What you will do
- A) From the VPN passage, print the text starting with "That model no" and going on through "and strains infrastructure.".
- B) Answer these from the VPN passage:
(i) When VPNs originated, what did remote access mean?
(ii) What name does the passage give to routing all user traffic through centralized gateways even when the destination is a cloud or SaaS app?
(iii) What three things do VPNs require to isolate access?

## START Document segment

To understand why the shift is so significant, it helps to recall what VPNs were designed for. They originated in an era when most employees worked from the office, and remote access meant connecting a handful of external users to the corporate LAN. Security was perimeter-based: everything inside the network was trusted, and everything outside was not.

That model no longer holds. Here’s why:

  1. Flat access and excessive trust
    Once authenticated, VPN users typically gain access to large portions of the internal network, not just the specific applications they need. This broad access increases the risk of lateral movement if credentials are stolen or a device is compromised.
  2. Complexity and management overhead
    VPNs require network segmentation, firewall rules, and manual configurations to isolate access—processes that are labor-intensive and error-prone. Scaling this across global, hybrid environments is impractical.
  3. Performance bottlenecks
    Traditional VPNs route all user traffic through centralized gateways or data centers, even if the destination is a cloud or SaaS app. This tromboning adds latency, frustrates users, and strains infrastructure.

## END Document segment
## START Data supplied

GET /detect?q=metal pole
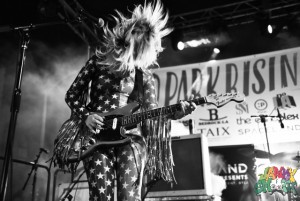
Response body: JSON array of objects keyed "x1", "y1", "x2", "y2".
[{"x1": 0, "y1": 29, "x2": 29, "y2": 201}]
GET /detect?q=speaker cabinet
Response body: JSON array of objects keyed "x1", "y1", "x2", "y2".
[{"x1": 146, "y1": 134, "x2": 212, "y2": 200}]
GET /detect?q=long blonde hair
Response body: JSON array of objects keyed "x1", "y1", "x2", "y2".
[{"x1": 96, "y1": 0, "x2": 172, "y2": 74}]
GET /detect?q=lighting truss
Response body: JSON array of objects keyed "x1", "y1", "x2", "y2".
[
  {"x1": 170, "y1": 0, "x2": 300, "y2": 29},
  {"x1": 58, "y1": 0, "x2": 100, "y2": 47}
]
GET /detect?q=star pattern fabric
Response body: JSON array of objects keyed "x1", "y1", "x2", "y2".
[
  {"x1": 84, "y1": 140, "x2": 146, "y2": 201},
  {"x1": 65, "y1": 56, "x2": 157, "y2": 201},
  {"x1": 65, "y1": 56, "x2": 157, "y2": 120}
]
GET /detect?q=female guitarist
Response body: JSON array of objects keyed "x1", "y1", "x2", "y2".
[{"x1": 54, "y1": 1, "x2": 196, "y2": 201}]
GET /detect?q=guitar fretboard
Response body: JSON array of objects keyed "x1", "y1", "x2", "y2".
[{"x1": 120, "y1": 97, "x2": 206, "y2": 126}]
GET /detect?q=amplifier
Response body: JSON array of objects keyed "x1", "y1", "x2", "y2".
[{"x1": 146, "y1": 134, "x2": 212, "y2": 200}]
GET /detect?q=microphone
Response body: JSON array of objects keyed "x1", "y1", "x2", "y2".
[
  {"x1": 277, "y1": 108, "x2": 284, "y2": 128},
  {"x1": 40, "y1": 148, "x2": 49, "y2": 154},
  {"x1": 80, "y1": 9, "x2": 105, "y2": 28}
]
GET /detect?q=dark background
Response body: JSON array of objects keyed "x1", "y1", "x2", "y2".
[{"x1": 0, "y1": 0, "x2": 300, "y2": 201}]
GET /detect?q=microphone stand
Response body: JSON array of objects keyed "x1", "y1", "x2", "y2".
[
  {"x1": 0, "y1": 27, "x2": 29, "y2": 201},
  {"x1": 251, "y1": 115, "x2": 277, "y2": 159},
  {"x1": 0, "y1": 20, "x2": 61, "y2": 201},
  {"x1": 22, "y1": 149, "x2": 43, "y2": 201}
]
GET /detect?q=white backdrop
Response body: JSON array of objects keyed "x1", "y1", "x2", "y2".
[{"x1": 154, "y1": 48, "x2": 300, "y2": 146}]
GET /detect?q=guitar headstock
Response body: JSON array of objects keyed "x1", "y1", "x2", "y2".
[{"x1": 206, "y1": 92, "x2": 245, "y2": 107}]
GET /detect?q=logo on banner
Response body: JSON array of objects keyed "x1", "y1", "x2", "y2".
[
  {"x1": 254, "y1": 99, "x2": 268, "y2": 111},
  {"x1": 198, "y1": 109, "x2": 230, "y2": 136},
  {"x1": 235, "y1": 102, "x2": 249, "y2": 115},
  {"x1": 254, "y1": 166, "x2": 298, "y2": 195},
  {"x1": 273, "y1": 93, "x2": 296, "y2": 109}
]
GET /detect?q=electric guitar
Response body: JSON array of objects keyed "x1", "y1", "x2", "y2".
[{"x1": 68, "y1": 93, "x2": 245, "y2": 163}]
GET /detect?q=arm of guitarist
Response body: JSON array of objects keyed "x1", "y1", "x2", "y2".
[
  {"x1": 65, "y1": 57, "x2": 103, "y2": 133},
  {"x1": 144, "y1": 73, "x2": 197, "y2": 120}
]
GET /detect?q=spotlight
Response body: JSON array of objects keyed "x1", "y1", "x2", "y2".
[
  {"x1": 170, "y1": 30, "x2": 184, "y2": 51},
  {"x1": 267, "y1": 24, "x2": 273, "y2": 34},
  {"x1": 177, "y1": 41, "x2": 184, "y2": 50},
  {"x1": 214, "y1": 47, "x2": 220, "y2": 54}
]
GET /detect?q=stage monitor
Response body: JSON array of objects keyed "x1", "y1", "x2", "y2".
[{"x1": 146, "y1": 134, "x2": 212, "y2": 198}]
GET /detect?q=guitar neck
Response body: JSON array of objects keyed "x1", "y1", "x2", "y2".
[{"x1": 120, "y1": 97, "x2": 207, "y2": 126}]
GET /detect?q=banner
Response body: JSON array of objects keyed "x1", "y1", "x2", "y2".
[{"x1": 154, "y1": 48, "x2": 300, "y2": 146}]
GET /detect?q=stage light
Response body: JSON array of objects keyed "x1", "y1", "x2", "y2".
[
  {"x1": 214, "y1": 47, "x2": 220, "y2": 54},
  {"x1": 177, "y1": 41, "x2": 184, "y2": 50},
  {"x1": 268, "y1": 24, "x2": 273, "y2": 34},
  {"x1": 170, "y1": 30, "x2": 184, "y2": 51}
]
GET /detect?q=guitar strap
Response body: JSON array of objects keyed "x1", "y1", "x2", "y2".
[{"x1": 129, "y1": 68, "x2": 144, "y2": 105}]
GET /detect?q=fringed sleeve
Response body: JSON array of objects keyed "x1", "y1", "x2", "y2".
[
  {"x1": 141, "y1": 70, "x2": 176, "y2": 182},
  {"x1": 50, "y1": 117, "x2": 84, "y2": 172},
  {"x1": 142, "y1": 116, "x2": 176, "y2": 182}
]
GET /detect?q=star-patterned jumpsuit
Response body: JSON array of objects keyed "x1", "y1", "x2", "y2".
[{"x1": 66, "y1": 56, "x2": 157, "y2": 201}]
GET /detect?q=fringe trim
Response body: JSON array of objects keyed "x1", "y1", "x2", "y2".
[
  {"x1": 49, "y1": 116, "x2": 84, "y2": 172},
  {"x1": 142, "y1": 116, "x2": 176, "y2": 183}
]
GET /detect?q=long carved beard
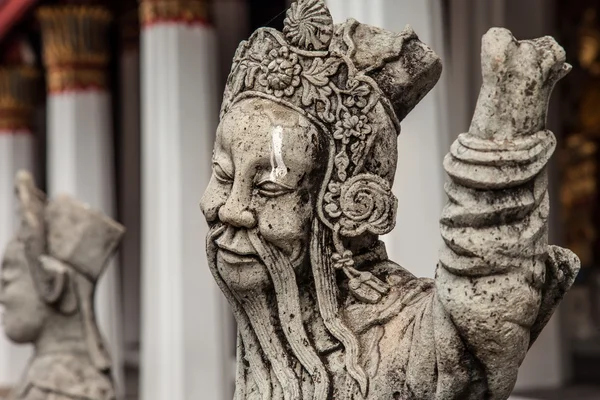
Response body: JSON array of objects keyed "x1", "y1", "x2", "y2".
[{"x1": 207, "y1": 228, "x2": 331, "y2": 400}]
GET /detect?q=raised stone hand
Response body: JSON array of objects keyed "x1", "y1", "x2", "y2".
[
  {"x1": 469, "y1": 28, "x2": 571, "y2": 141},
  {"x1": 201, "y1": 0, "x2": 578, "y2": 400},
  {"x1": 436, "y1": 28, "x2": 579, "y2": 399}
]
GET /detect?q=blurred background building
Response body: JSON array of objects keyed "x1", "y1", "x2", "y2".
[{"x1": 0, "y1": 0, "x2": 600, "y2": 400}]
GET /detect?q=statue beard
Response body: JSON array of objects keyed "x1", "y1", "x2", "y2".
[
  {"x1": 207, "y1": 221, "x2": 368, "y2": 400},
  {"x1": 207, "y1": 225, "x2": 330, "y2": 400}
]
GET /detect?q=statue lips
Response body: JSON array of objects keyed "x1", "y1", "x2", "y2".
[{"x1": 215, "y1": 226, "x2": 259, "y2": 265}]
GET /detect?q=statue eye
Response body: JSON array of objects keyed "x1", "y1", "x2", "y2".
[
  {"x1": 213, "y1": 163, "x2": 233, "y2": 183},
  {"x1": 257, "y1": 180, "x2": 294, "y2": 197}
]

## END Data supplied

Answers given
- A)
That model no longer holds. Here’s why:

  1. Flat access and excessive trust
    Once authenticated, VPN users typically gain access to large portions of the internal network, not just the specific applications they need. This broad access increases the risk of lateral movement if credentials are stolen or a device is compromised.
  2. Complexity and management overhead
    VPNs require network segmentation, firewall rules, and manual configurations to isolate access—processes that are labor-intensive and error-prone. Scaling this across global, hybrid environments is impractical.
  3. Performance bottlenecks
    Traditional VPNs route all user traffic through centralized gateways or data centers, even if the destination is a cloud or SaaS app. This tromboning adds latency, frustrates users, and strains infrastructure.

- B)
(i) Connecting a handful of external users to the corporate LAN.
(ii) Tromboning.
(iii) Network segmentation, firewall rules, and manual configurations.